BRANO DA LEGGERE -
• • • • •
…Hitchcock
fa risalire gli inizi della carriera a
The Lodger,
suo primo grande successo e - pura coincidenza? - suo primo film di
«suspense».
The Lodger
era l’adattamento, curato dallo stesso Hitchcock
e da Elliot Stanna di
un noto e apprezzato
romanzo
di Mrs. Belloc Lowndes. Era la prima volta che Hitch collaborava alla
sceneggiatura. Da questo fatto possiamo trarre due conclusioni: la
prima è che Balcon doveva avere già molta fiducia in lui; la seconda,
che questo soggetto gli interessava in modo particolare e, nei suoi
piani, gli avrebbe consentito di fare un colpo grosso. Il calcolo si
rivelò esatto: il film ebbe una
accoglienza molto favorevole da parte della critica e del pubblico, e
il nome di Hitchcock, in un ambiente cinematografico già sclerotizzato,
divenne celebre da un giorno all’altro.
In effetti, gran parte di quel che diventerà il famoso «Hitchcock
touch» è contenuta in una variazione ben costruita sul tema di Jack lo
Squartatore. La storia è la seguente: Londra è terrorizzata da un
maniaco omicida, «lo Squartatore». Un giovane giunge in una pensione
familiare e il suo strano comportamento subito insospettisce la
padrona di casa, tanto più che corteggia la figlia, fidanzata di un
poliziotto. Denunciato, arrestato, fugge, manette ai polsi, inseguito
dalla folla che vuole linciarlo. In extremis, viene scoperto il vero
colpevole. Lo straniero sposerà la figlia dell’affittacamere.
Già qui possiamo trovare certi temi o certi particolari che
ritorneranno di frequente nei film successivi. L’innocente: tutto
sembra congiurare contro di lui e il suo comportamento suggerisce
inevitabilmente la colpevolezza; le manette: simbolo di una libertà
alienata; gli oggetti (nel nostro caso, un attizzatoio): si
attribuisce loro una funzione di minaccia che in realtà non hanno.
Rileviamo, inoltre, una ossessione dell’iconografia cristiana: il
protagonista, impigliato con le manette a una cancellata e la folla
che lo schernisce, evoca irresistibilmente il Cristo in croce.
E
poi,
The Lodger
dà prova già di un virtuosismo e di un senso visivo notevoli.
• • • • •
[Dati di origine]
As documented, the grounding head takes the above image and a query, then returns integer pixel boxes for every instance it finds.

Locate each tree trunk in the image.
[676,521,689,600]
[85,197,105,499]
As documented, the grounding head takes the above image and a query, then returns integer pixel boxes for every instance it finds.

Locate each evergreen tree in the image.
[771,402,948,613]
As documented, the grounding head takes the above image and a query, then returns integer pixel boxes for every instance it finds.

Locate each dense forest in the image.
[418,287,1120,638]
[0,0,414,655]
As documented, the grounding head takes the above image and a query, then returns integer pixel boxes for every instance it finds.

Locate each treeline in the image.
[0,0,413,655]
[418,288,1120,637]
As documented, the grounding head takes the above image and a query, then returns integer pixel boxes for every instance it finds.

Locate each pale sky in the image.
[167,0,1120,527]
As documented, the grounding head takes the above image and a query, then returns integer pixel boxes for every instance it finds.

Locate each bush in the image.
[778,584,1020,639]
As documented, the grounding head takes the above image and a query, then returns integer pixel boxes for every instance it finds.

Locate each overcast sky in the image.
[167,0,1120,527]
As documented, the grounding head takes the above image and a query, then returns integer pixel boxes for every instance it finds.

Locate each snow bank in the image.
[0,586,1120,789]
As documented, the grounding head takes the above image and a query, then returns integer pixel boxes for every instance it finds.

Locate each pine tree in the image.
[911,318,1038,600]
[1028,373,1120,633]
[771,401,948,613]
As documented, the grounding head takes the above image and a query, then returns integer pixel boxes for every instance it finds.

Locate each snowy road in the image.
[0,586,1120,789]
• • • • •
Copia fedelmente dal brano su The Lodger il passo che va da "Già qui possiamo" fino a "Cristo in croce." compreso. Le voci non hanno alcun legame con il brano.

RISPOSTA ALL'ESERCIZIO -
Già qui possiamo trovare certi temi o certi particolari che
ritorneranno di frequente nei film successivi. L’innocente: tutto
sembra congiurare contro di lui e il suo comportamento suggerisce
inevitabilmente la colpevolezza; le manette: simbolo di una libertà
alienata; gli oggetti (nel nostro caso, un attizzatoio): si
attribuisce loro una funzione di minaccia che in realtà non hanno.
Rileviamo, inoltre, una ossessione dell’iconografia cristiana: il
protagonista, impigliato con le manette a una cancellata e la folla
che lo schernisce, evoca irresistibilmente il Cristo in croce.